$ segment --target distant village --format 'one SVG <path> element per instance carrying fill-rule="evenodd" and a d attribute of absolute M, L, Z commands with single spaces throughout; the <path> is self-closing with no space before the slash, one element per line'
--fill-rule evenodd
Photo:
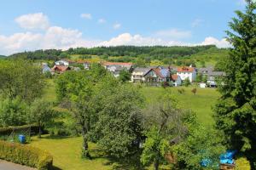
<path fill-rule="evenodd" d="M 55 62 L 50 68 L 47 63 L 43 63 L 43 73 L 49 72 L 51 75 L 61 74 L 67 71 L 80 71 L 80 67 L 72 66 L 83 65 L 82 69 L 89 70 L 91 63 L 88 61 L 72 61 L 61 60 Z M 216 71 L 213 67 L 195 68 L 190 66 L 148 66 L 136 67 L 132 63 L 119 62 L 100 62 L 109 71 L 114 77 L 119 77 L 122 71 L 131 74 L 131 82 L 145 84 L 147 86 L 183 86 L 184 82 L 197 82 L 200 88 L 216 88 L 218 78 L 225 76 L 223 71 Z M 201 76 L 198 81 L 197 76 Z"/>

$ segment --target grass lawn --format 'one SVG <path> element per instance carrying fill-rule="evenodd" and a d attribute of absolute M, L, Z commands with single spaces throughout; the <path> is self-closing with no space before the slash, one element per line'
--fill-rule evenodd
<path fill-rule="evenodd" d="M 54 157 L 55 169 L 105 170 L 111 169 L 109 161 L 96 151 L 96 144 L 90 143 L 92 160 L 81 159 L 82 138 L 50 139 L 32 138 L 30 145 L 49 151 Z"/>
<path fill-rule="evenodd" d="M 177 89 L 183 88 L 183 94 L 178 94 Z M 191 90 L 194 88 L 171 88 L 172 93 L 180 102 L 183 108 L 190 109 L 196 113 L 198 120 L 205 125 L 212 125 L 213 123 L 212 106 L 219 96 L 215 88 L 197 88 L 196 94 L 194 95 Z M 148 103 L 156 101 L 157 98 L 165 93 L 163 88 L 144 87 L 142 93 L 146 97 Z"/>
<path fill-rule="evenodd" d="M 185 92 L 180 94 L 177 92 L 178 88 L 183 88 Z M 177 96 L 177 99 L 183 108 L 191 109 L 196 113 L 200 122 L 205 125 L 211 126 L 213 123 L 212 106 L 216 102 L 219 94 L 214 88 L 197 88 L 197 93 L 194 95 L 191 92 L 192 88 L 192 87 L 179 87 L 170 88 L 170 90 L 171 93 Z M 145 96 L 148 104 L 155 102 L 158 97 L 162 93 L 165 93 L 163 88 L 155 87 L 143 87 L 141 88 L 141 91 Z M 44 98 L 50 101 L 56 99 L 53 79 L 47 81 Z M 119 167 L 120 168 L 119 169 L 131 169 L 129 167 L 127 167 L 127 164 L 120 165 L 117 162 L 109 160 L 103 153 L 98 151 L 96 145 L 92 143 L 90 143 L 89 148 L 93 159 L 81 159 L 81 137 L 61 139 L 49 137 L 49 135 L 46 135 L 40 139 L 33 137 L 30 145 L 48 150 L 54 156 L 54 166 L 56 170 L 108 170 L 112 169 L 113 165 Z M 131 164 L 130 162 L 128 166 Z M 152 167 L 149 167 L 149 169 L 152 169 Z"/>

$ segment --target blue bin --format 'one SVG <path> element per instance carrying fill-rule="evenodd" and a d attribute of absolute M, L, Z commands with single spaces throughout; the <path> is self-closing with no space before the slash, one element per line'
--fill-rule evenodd
<path fill-rule="evenodd" d="M 19 142 L 20 144 L 25 144 L 25 142 L 26 142 L 26 136 L 23 135 L 23 134 L 20 134 L 19 135 Z"/>

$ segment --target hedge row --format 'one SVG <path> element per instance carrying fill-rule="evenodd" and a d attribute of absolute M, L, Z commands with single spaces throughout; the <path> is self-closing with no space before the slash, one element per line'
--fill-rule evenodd
<path fill-rule="evenodd" d="M 39 170 L 52 169 L 53 157 L 40 149 L 0 140 L 0 159 L 37 167 Z"/>
<path fill-rule="evenodd" d="M 38 134 L 38 127 L 36 125 L 24 125 L 19 127 L 9 127 L 9 128 L 0 128 L 0 135 L 9 135 L 13 131 L 15 132 L 20 132 L 26 131 L 31 128 L 31 133 L 32 134 Z"/>

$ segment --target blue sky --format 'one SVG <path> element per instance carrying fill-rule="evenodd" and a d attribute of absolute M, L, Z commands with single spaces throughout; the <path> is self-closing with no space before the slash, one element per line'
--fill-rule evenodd
<path fill-rule="evenodd" d="M 0 54 L 99 45 L 227 47 L 243 0 L 4 0 Z"/>

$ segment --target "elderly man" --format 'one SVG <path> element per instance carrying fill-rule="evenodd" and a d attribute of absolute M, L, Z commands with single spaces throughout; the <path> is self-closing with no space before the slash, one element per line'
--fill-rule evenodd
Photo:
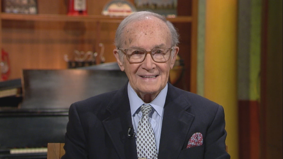
<path fill-rule="evenodd" d="M 230 158 L 222 106 L 168 82 L 179 48 L 174 26 L 134 13 L 113 51 L 129 81 L 72 104 L 62 158 Z"/>

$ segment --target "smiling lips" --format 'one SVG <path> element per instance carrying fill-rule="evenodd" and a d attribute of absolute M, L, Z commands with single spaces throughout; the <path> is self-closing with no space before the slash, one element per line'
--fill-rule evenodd
<path fill-rule="evenodd" d="M 158 75 L 154 76 L 140 76 L 144 78 L 154 78 L 155 77 L 156 77 Z"/>

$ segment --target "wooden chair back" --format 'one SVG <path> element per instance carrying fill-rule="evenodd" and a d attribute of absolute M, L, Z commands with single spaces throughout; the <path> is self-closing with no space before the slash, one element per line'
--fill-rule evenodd
<path fill-rule="evenodd" d="M 65 154 L 63 147 L 65 144 L 49 143 L 47 144 L 47 159 L 60 159 Z"/>

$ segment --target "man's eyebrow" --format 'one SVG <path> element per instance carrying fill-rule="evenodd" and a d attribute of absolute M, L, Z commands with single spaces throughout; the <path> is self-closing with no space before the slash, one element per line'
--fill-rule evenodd
<path fill-rule="evenodd" d="M 165 45 L 164 44 L 161 44 L 159 45 L 156 45 L 153 46 L 153 49 L 155 49 L 155 48 L 162 48 L 164 47 Z M 132 48 L 133 49 L 141 49 L 143 48 L 141 48 L 140 47 L 138 47 L 136 46 L 132 46 L 130 47 L 130 48 Z"/>

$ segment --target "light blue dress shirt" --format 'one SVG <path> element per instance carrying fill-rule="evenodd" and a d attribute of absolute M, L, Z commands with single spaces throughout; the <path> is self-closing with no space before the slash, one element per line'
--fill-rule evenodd
<path fill-rule="evenodd" d="M 151 124 L 154 132 L 157 152 L 159 149 L 162 119 L 163 119 L 163 108 L 167 94 L 168 87 L 168 84 L 166 84 L 164 88 L 161 90 L 153 100 L 149 103 L 145 103 L 138 96 L 136 93 L 131 86 L 129 83 L 128 85 L 128 95 L 130 100 L 132 121 L 135 132 L 136 134 L 137 133 L 139 121 L 142 118 L 142 115 L 140 107 L 145 104 L 149 104 L 152 107 L 152 111 L 149 115 L 149 122 Z"/>

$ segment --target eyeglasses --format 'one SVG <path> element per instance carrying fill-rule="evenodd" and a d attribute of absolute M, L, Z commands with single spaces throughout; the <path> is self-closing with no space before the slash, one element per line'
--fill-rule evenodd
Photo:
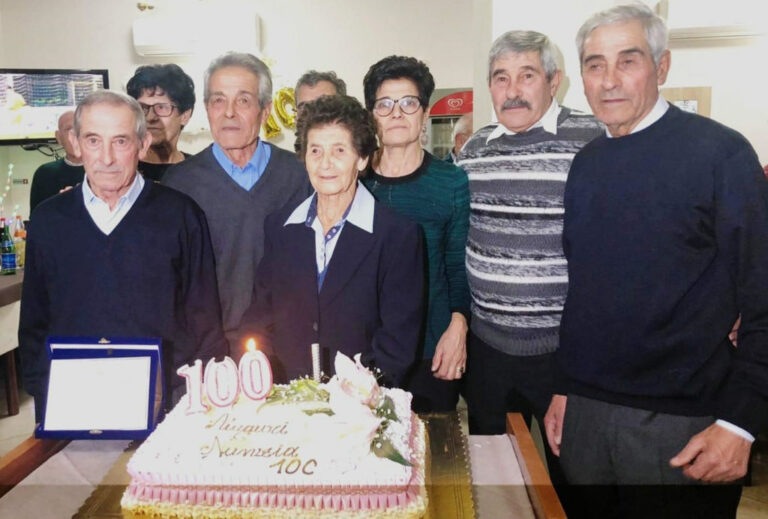
<path fill-rule="evenodd" d="M 173 103 L 155 103 L 153 105 L 145 105 L 144 103 L 139 103 L 141 106 L 141 110 L 144 112 L 144 115 L 149 115 L 150 110 L 154 110 L 155 115 L 158 117 L 168 117 L 173 113 L 174 108 L 178 108 Z"/>
<path fill-rule="evenodd" d="M 373 113 L 379 117 L 386 117 L 395 109 L 395 105 L 400 107 L 404 114 L 415 114 L 421 108 L 421 101 L 417 96 L 403 96 L 400 99 L 391 97 L 382 97 L 373 103 Z"/>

● ● ● ● ●

(Exercise goal) Update the items from the start of the records through the line containing "216 71 L 213", replacing "distant village" with "remote village" and keeping everything else the same. Leave the pictures out of your answer.

(Finished exercise)
$ segment --target remote village --format 'one SVG <path> element per instance carrying fill-rule="evenodd" and a d attribute of absolute M, L, Z commands with single spaces throughout; the <path> is self-closing with no space before the slash, one element per line'
--fill-rule evenodd
Photo:
<path fill-rule="evenodd" d="M 55 62 L 50 68 L 47 63 L 43 63 L 43 73 L 49 72 L 51 75 L 61 74 L 67 71 L 80 71 L 80 67 L 72 66 L 83 65 L 82 69 L 89 70 L 91 63 L 88 61 L 72 61 L 61 60 Z M 216 71 L 213 67 L 195 68 L 190 66 L 148 66 L 136 67 L 132 63 L 119 62 L 100 62 L 109 71 L 114 77 L 119 77 L 122 71 L 131 74 L 131 82 L 145 84 L 147 86 L 183 86 L 184 82 L 197 82 L 200 88 L 216 88 L 218 78 L 225 76 L 223 71 Z M 201 76 L 198 81 L 197 76 Z"/>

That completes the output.